▸ Data for this task
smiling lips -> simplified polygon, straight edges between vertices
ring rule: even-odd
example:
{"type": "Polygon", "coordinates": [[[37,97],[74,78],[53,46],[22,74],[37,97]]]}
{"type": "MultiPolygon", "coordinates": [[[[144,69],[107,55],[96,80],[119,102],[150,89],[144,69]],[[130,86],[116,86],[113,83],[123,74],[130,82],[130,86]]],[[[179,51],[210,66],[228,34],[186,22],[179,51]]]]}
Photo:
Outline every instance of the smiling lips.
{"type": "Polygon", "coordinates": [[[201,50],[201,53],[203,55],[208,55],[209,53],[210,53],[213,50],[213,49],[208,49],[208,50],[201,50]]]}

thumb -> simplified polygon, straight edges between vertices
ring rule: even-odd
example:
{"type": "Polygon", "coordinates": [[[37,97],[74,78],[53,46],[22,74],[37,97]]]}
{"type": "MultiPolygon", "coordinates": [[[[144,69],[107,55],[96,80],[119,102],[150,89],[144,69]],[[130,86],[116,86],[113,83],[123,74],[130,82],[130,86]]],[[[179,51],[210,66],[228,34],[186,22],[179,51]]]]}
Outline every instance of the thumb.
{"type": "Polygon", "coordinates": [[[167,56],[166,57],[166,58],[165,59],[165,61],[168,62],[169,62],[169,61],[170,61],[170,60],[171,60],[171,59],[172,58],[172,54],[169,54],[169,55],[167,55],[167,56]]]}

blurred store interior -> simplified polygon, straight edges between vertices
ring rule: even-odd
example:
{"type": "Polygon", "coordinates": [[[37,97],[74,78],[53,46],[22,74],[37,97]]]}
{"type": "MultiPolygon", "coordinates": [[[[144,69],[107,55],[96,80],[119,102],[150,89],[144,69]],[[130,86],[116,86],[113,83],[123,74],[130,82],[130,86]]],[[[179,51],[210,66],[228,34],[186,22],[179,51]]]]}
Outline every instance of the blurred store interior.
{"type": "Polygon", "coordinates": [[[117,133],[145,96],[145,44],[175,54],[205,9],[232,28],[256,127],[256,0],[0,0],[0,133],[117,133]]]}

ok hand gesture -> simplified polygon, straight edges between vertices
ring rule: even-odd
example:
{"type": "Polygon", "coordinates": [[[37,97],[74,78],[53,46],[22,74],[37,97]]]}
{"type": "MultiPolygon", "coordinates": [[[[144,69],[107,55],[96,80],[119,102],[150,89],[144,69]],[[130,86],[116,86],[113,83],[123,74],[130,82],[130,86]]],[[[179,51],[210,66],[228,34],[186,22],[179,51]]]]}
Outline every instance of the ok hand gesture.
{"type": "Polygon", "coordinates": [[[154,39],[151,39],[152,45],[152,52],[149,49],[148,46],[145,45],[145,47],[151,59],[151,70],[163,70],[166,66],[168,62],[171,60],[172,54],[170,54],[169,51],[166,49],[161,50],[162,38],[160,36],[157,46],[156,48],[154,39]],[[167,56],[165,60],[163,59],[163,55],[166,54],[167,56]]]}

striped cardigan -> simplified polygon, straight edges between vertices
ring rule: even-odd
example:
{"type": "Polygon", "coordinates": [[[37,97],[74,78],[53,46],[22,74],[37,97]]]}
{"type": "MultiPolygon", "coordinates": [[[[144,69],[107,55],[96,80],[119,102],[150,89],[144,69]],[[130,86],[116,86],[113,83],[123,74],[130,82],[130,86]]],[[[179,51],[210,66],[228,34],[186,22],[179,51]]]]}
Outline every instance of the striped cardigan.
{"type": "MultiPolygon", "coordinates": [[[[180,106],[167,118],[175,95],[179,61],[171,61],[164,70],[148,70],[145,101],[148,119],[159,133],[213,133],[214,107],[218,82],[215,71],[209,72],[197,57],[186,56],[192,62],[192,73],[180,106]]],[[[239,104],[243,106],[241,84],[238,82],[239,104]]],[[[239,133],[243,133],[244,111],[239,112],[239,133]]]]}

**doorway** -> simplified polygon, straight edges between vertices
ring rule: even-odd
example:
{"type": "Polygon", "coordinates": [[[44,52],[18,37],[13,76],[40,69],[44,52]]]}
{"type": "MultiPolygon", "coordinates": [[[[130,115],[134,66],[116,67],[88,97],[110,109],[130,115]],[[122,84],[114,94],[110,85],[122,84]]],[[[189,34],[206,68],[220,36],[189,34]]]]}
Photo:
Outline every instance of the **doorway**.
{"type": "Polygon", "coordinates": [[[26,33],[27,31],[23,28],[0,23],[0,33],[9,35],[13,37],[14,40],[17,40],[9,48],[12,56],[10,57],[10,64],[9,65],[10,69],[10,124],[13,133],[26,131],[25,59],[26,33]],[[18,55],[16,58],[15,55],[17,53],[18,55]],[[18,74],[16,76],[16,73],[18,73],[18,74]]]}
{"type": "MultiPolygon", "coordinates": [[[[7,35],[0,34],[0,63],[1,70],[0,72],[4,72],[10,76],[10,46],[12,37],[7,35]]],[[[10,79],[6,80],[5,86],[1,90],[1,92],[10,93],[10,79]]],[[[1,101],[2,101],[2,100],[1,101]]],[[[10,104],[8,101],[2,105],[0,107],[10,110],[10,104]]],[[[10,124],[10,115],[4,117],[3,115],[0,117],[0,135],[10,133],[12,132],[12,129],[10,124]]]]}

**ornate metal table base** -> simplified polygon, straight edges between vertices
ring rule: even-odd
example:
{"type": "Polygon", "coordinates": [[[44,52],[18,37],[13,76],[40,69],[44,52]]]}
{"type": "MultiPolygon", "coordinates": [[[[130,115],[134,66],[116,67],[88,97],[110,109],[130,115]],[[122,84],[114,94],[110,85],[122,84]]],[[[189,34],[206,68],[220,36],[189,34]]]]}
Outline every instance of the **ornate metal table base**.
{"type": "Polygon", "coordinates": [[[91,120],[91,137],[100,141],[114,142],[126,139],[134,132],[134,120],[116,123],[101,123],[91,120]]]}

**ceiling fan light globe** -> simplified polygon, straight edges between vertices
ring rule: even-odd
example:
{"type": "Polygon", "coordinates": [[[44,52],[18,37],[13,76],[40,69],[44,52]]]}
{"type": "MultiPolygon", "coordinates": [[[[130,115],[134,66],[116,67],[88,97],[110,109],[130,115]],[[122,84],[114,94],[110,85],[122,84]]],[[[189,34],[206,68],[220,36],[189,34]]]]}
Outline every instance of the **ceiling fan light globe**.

▸ Task prompt
Return all of the records above word for word, with no changes.

▸ Right answer
smiling lips -> simplified polygon, straight edges between vertices
ring rule: even-odd
example:
{"type": "Polygon", "coordinates": [[[37,97],[74,78],[53,46],[22,74],[37,97]]]}
{"type": "MultiPolygon", "coordinates": [[[[144,69],[107,55],[96,80],[119,102],[150,89],[144,69]],[[130,86],[116,86],[113,83],[123,74],[130,82],[130,86]]],[[[179,51],[210,66],[228,34],[186,22],[179,51]]]]}
Photo:
Outline every instance of the smiling lips.
{"type": "Polygon", "coordinates": [[[201,50],[201,53],[203,55],[208,55],[209,53],[210,53],[213,50],[213,49],[208,49],[208,50],[201,50]]]}

thumb -> simplified polygon, straight edges between vertices
ring rule: even-odd
example:
{"type": "Polygon", "coordinates": [[[37,97],[74,78],[53,46],[22,74],[37,97]]]}
{"type": "MultiPolygon", "coordinates": [[[[144,69],[107,55],[96,80],[119,102],[150,89],[144,69]],[[130,86],[116,86],[113,83],[123,74],[130,82],[130,86]]],[[[179,51],[210,66],[228,34],[186,22],[179,51]]]]}
Outline every instance of the thumb.
{"type": "Polygon", "coordinates": [[[167,56],[166,57],[166,58],[165,59],[165,61],[168,62],[169,62],[169,61],[170,61],[170,60],[171,60],[171,59],[172,58],[172,54],[169,54],[169,55],[167,55],[167,56]]]}

blurred store interior -> simplified polygon, straight edges between vertices
ring rule: even-odd
example:
{"type": "Polygon", "coordinates": [[[37,97],[74,78],[53,46],[22,74],[37,97]]]}
{"type": "MultiPolygon", "coordinates": [[[[144,69],[107,55],[96,80],[119,102],[150,89],[144,69]],[[130,86],[116,86],[113,83],[123,74],[130,82],[130,86]]],[[[179,51],[210,66],[228,34],[186,22],[179,51]]]]}
Outline every instance of the blurred store interior.
{"type": "Polygon", "coordinates": [[[117,133],[145,96],[145,44],[175,54],[205,9],[232,28],[256,127],[256,0],[0,0],[0,133],[117,133]]]}

ok hand gesture -> simplified polygon, straight edges between vertices
ring rule: even-odd
example:
{"type": "Polygon", "coordinates": [[[37,97],[74,78],[53,46],[22,74],[37,97]]]}
{"type": "MultiPolygon", "coordinates": [[[[144,69],[107,55],[96,80],[119,102],[150,89],[144,69]],[[130,86],[116,86],[113,83],[123,74],[130,82],[130,86]]],[[[179,51],[210,66],[228,34],[186,22],[179,51]]]]}
Outline every instance of the ok hand gesture.
{"type": "Polygon", "coordinates": [[[154,39],[151,39],[152,45],[152,52],[149,49],[148,46],[145,45],[145,47],[151,59],[151,70],[163,70],[166,66],[168,62],[171,60],[172,54],[170,54],[169,51],[166,49],[161,50],[162,38],[160,36],[157,46],[156,48],[154,39]],[[167,56],[165,60],[163,59],[163,55],[166,54],[167,56]]]}

striped cardigan -> simplified polygon, straight edges between vertices
ring rule: even-odd
example:
{"type": "Polygon", "coordinates": [[[37,97],[74,78],[53,46],[22,74],[37,97]]]}
{"type": "MultiPolygon", "coordinates": [[[[144,69],[107,55],[96,80],[119,102],[150,89],[144,69]],[[130,86],[116,86],[113,83],[123,74],[130,82],[130,86]]],[[[179,51],[210,66],[228,34],[186,22],[179,51]]]]}
Outline every instance of the striped cardigan.
{"type": "MultiPolygon", "coordinates": [[[[180,106],[167,118],[175,95],[179,61],[171,61],[164,70],[148,70],[145,101],[148,119],[159,133],[213,133],[214,107],[218,82],[215,71],[209,72],[197,57],[186,56],[192,62],[192,73],[180,106]]],[[[239,104],[243,106],[241,84],[238,82],[239,104]]],[[[239,133],[243,133],[244,111],[239,112],[239,133]]]]}

**doorway** -> simplified polygon, straight edges between vertices
ring rule: even-odd
example:
{"type": "Polygon", "coordinates": [[[44,52],[18,37],[13,76],[40,69],[44,52]]]}
{"type": "MultiPolygon", "coordinates": [[[[130,115],[134,66],[116,67],[88,97],[110,109],[130,115]],[[122,84],[114,94],[110,85],[122,84]]],[[[189,34],[206,68],[220,36],[189,34]]]]}
Photo:
Outline every instance of the **doorway**.
{"type": "Polygon", "coordinates": [[[26,33],[27,31],[23,28],[0,23],[0,33],[9,35],[13,37],[14,40],[17,40],[9,48],[12,56],[10,57],[10,64],[9,65],[10,69],[10,124],[13,133],[26,131],[25,59],[26,33]],[[18,55],[16,58],[15,55],[17,53],[18,55]],[[18,74],[16,76],[16,73],[18,73],[18,74]]]}
{"type": "MultiPolygon", "coordinates": [[[[7,35],[0,34],[0,63],[1,70],[0,72],[4,72],[10,76],[10,46],[12,37],[7,35]]],[[[10,79],[6,80],[5,86],[1,90],[1,92],[10,93],[10,79]]],[[[1,101],[2,101],[2,100],[1,101]]],[[[10,104],[8,101],[2,105],[0,107],[10,110],[10,104]]],[[[10,124],[10,115],[4,117],[3,115],[0,117],[0,135],[10,133],[12,132],[12,129],[10,124]]]]}

**ornate metal table base** -> simplified polygon, straight edges between vertices
ring rule: even-odd
example:
{"type": "Polygon", "coordinates": [[[44,52],[18,37],[13,76],[40,69],[44,52]]]}
{"type": "MultiPolygon", "coordinates": [[[[130,115],[134,66],[116,67],[88,97],[110,109],[130,115]],[[122,84],[114,94],[110,85],[122,84]]],[[[189,34],[206,68],[220,36],[189,34]]]]}
Outline every instance of the **ornate metal table base**.
{"type": "Polygon", "coordinates": [[[91,120],[91,137],[100,141],[114,142],[126,139],[134,132],[134,120],[116,123],[101,123],[91,120]]]}

**ceiling fan light globe** -> simplified polygon, straight edges between vertices
ring rule: even-odd
example:
{"type": "Polygon", "coordinates": [[[44,52],[18,37],[13,76],[40,69],[44,52]]]}
{"type": "MultiPolygon", "coordinates": [[[[130,115],[134,66],[116,67],[88,97],[110,109],[130,115]],[[122,84],[114,94],[110,85],[122,84]]],[[[189,34],[206,68],[220,36],[189,34]]]]}
Outline every instance of the **ceiling fan light globe**.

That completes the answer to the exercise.